## OBJECTIVE
Copy out the ClusterLabs message starting at "Also, I can" and ending at "the RA actions.", renaming "RA actions" to "resource agent actions".

[ClusterLabs] Informing RAs about recovery: failed resource recovery, or any start-stop cycle?

Thu May 19 12:43:55 EDT 2016

Le Thu, 19 May 2016 10:53:31 -0500,
Ken Gaillot <kgaillot at redhat.com> a écrit :

> A recent thread discussed a proposed new feature, a new environment
> variable that would be passed to resource agents, indicating whether a
> stop action was part of a recovery.
> 
> Since that thread was long and covered a lot of topics, I'm starting a
> new one to focus on the core issue remaining:
> 
> The original idea was to pass the number of restarts remaining before
> the resource will no longer tried to be started on the same node. This
> involves calculating (fail-count - migration-threshold), and that
> implies certain limitations: (1) it will only be set when the cluster
> checks migration-threshold; (2) it will only be set for the failed
> resource itself, not for other resources that may be recovered due to
> dependencies on it.
> 
> Ulrich Windl proposed an alternative: setting a boolean value instead. I
> forgot to cc the list on my reply, so I'll summarize now: We would set a
> new variable like OCF_RESKEY_CRM_recovery=true whenever a start is
> scheduled after a stop on the same node in the same transition. This
> would avoid the corner cases of the previous approach; instead of being
> tied to migration-threshold, it would be set whenever a recovery was
> being attempted, for any reason. And with this approach, it should be
> easier to set the variable for all actions on the resource
> (demote/stop/start/promote), rather than just the stop.

I can see the value of having such variable during various actions. However, we
can also deduce the transition is a recovering during the notify actions with
the notify variables (the only information we lack is the order of the
actions). A most flexible approach would be to make sure the notify variables
are always available during the whole transaction for **all** actions, not just
notify. It seems like it's already the case, but a recent discussion emphase
this is just a side effect of the current implementation. I understand this as 
they were sometime available outside of notification "by accident".

Also, I can see the benefit of having the remaining attempt for the current
action before hitting the migration-threshold. I might misunderstand something
here, but it seems to me both informations are different. 

Basically, what we need is a better understanding of the transition itself
from the RA actions.

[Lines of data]
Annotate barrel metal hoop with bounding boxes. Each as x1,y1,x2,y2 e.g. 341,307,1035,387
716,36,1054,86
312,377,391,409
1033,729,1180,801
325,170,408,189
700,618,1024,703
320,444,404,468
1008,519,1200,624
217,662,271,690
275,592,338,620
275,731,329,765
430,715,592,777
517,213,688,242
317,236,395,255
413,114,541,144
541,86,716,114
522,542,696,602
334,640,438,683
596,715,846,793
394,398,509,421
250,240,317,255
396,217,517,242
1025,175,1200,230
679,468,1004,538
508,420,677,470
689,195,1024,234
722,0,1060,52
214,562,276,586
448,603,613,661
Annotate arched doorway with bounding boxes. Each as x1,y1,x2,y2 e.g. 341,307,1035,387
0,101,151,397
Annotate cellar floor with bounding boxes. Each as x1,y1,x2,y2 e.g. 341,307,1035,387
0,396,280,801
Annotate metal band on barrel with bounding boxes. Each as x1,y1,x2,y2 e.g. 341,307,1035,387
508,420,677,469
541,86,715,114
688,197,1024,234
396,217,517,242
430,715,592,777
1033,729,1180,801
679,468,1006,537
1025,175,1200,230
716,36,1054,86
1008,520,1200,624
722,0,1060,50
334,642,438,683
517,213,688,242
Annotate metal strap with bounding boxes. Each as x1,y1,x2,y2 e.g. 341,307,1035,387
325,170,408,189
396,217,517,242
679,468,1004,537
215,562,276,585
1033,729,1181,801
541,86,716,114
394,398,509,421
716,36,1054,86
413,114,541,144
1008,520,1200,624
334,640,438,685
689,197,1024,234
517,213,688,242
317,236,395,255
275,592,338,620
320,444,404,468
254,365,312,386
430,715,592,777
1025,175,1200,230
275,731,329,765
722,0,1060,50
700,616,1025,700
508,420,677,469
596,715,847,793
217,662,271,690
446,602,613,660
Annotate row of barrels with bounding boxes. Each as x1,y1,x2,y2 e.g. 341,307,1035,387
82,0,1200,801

## RESULT FOR THIS EXERCISE
Also, I can see the benefit of having the remaining attempt for the current
action before hitting the migration-threshold. I might misunderstand something
here, but it seems to me both informations are different. 

Basically, what we need is a better understanding of the transition itself
from the resource agent actions.